* [What needs to be done]:
Reproduce every line of the records from the one containing "the statue's tricorn" through the end of the records, with both ends included and the requests kept as they are. Offset each coordinate in the answers by adding 139 to it.
— Begin —
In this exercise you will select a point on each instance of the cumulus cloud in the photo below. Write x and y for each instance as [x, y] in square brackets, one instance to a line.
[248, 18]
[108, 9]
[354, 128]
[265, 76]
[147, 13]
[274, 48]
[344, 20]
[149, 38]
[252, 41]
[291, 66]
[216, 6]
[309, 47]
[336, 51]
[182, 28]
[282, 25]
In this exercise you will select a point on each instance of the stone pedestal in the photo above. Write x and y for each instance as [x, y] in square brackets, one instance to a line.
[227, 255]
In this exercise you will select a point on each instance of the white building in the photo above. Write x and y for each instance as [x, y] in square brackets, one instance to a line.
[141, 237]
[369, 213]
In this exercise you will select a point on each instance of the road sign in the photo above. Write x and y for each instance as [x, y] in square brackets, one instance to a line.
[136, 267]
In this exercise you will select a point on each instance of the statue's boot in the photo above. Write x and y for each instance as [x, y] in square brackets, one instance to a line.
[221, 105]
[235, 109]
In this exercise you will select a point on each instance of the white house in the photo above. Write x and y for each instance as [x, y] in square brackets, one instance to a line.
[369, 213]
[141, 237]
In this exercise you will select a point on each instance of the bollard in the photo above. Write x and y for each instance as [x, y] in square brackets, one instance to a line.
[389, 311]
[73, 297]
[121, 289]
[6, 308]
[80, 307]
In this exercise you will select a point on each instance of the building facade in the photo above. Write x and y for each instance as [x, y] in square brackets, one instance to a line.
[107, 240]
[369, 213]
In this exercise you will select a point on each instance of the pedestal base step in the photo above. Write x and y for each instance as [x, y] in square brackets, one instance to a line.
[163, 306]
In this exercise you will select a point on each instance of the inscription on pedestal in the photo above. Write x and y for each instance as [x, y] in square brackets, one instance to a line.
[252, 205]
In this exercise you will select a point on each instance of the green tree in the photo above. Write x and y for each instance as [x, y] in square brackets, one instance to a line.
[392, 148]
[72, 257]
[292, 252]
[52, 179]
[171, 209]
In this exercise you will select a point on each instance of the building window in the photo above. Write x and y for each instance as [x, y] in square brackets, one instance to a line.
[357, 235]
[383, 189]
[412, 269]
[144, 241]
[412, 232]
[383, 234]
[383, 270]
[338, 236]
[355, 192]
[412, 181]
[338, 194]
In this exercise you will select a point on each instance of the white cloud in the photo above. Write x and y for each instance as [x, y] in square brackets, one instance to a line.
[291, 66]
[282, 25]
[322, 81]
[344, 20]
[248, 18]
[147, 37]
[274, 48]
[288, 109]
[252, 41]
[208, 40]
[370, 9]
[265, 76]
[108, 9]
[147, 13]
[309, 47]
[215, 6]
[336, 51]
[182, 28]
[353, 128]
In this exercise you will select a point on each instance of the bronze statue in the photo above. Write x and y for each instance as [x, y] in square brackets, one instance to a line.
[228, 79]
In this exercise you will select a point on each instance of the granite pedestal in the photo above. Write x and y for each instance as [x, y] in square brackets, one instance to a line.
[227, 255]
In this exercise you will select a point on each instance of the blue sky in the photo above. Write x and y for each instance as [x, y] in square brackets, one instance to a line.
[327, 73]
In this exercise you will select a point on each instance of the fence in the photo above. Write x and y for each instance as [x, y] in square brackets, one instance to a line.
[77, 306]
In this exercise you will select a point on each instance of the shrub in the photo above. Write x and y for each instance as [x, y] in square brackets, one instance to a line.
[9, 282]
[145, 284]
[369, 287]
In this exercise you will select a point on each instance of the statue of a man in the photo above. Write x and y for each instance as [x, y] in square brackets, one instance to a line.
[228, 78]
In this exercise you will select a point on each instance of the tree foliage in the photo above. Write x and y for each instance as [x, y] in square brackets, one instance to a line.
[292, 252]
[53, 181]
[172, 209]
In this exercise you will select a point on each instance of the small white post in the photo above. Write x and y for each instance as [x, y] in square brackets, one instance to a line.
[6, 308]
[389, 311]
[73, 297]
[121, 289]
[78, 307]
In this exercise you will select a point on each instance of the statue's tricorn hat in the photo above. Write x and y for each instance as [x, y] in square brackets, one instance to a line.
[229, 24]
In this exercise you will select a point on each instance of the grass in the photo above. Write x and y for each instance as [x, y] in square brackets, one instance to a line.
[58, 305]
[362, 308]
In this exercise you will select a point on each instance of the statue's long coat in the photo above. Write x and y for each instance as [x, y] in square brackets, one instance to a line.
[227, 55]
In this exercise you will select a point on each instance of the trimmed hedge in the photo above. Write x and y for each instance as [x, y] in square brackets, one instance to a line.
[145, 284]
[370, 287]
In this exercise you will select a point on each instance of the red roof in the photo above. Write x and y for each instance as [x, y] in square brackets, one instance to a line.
— End —
* [Result]:
In this exercise you will select a point on each instance of the statue's tricorn hat in the photo above. Write x and y for each instance as [x, y] in square brackets, one instance to a line.
[368, 163]
In this exercise you will select a point on each instance of the grass in the photo above. Write x and y for each instance as [x, y] in square brackets, one instance to a line.
[197, 444]
[501, 447]
In this exercise you will select a point on each instance of the statue's long coat in the photo above. Write x and y for each instance as [x, y] in square brackets, one instance to a line.
[366, 194]
In this exercise you will select a point on each instance of the trimmed hedge in the photo above. Write x and y for each instance as [x, y] in square brackets, one instance to a line.
[284, 423]
[509, 426]
In this exercise you will select a point on each instance of the red roof in the photo above. Write x and y for each instance as [x, y] in square brackets, one instance to a line.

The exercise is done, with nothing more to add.